_Task_.
A single stretch of the material below is to be transcribed exactly, starting at the line with "Where can you find the dark" and ending after the line with "Where can you find the cloud".

Provided data Start Marker

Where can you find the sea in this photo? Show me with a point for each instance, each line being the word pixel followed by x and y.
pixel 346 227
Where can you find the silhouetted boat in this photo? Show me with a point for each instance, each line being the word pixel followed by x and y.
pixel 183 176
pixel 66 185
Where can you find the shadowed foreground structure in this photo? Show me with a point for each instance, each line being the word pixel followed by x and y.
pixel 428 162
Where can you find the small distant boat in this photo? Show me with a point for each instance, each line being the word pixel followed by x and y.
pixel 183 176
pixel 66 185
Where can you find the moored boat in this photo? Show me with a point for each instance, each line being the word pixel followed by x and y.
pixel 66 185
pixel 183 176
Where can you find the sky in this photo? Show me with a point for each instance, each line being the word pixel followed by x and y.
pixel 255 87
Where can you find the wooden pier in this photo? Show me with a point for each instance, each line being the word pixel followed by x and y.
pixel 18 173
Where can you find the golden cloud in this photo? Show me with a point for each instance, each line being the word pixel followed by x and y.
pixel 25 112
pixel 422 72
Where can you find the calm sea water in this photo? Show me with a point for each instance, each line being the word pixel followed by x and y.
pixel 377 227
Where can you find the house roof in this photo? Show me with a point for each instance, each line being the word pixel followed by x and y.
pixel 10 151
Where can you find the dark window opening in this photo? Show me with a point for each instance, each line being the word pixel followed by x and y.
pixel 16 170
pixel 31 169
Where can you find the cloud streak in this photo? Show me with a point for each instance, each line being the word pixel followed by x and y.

Provided data End Marker
Provided data Start Marker

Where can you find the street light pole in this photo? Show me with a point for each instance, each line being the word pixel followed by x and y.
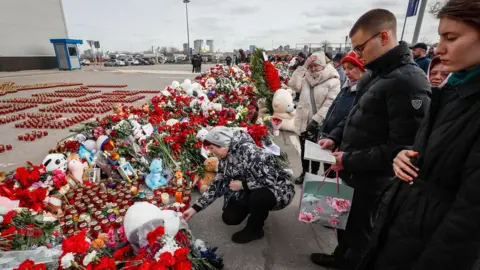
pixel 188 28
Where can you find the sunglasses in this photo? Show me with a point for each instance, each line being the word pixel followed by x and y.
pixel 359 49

Provided data End Marker
Provided data Start Marker

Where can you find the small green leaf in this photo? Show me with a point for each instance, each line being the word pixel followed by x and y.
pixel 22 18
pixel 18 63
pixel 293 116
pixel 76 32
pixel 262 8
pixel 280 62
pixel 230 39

Provided data End Marker

_Task output_.
Where can you find the dark window opening in this photo? Show me with a point for each instance, each line being the word pixel followed by x and y.
pixel 16 170
pixel 31 169
Where can you find the cloud streak in this photo? Show me with a point for each instance, each line being the word pixel followed by x and y.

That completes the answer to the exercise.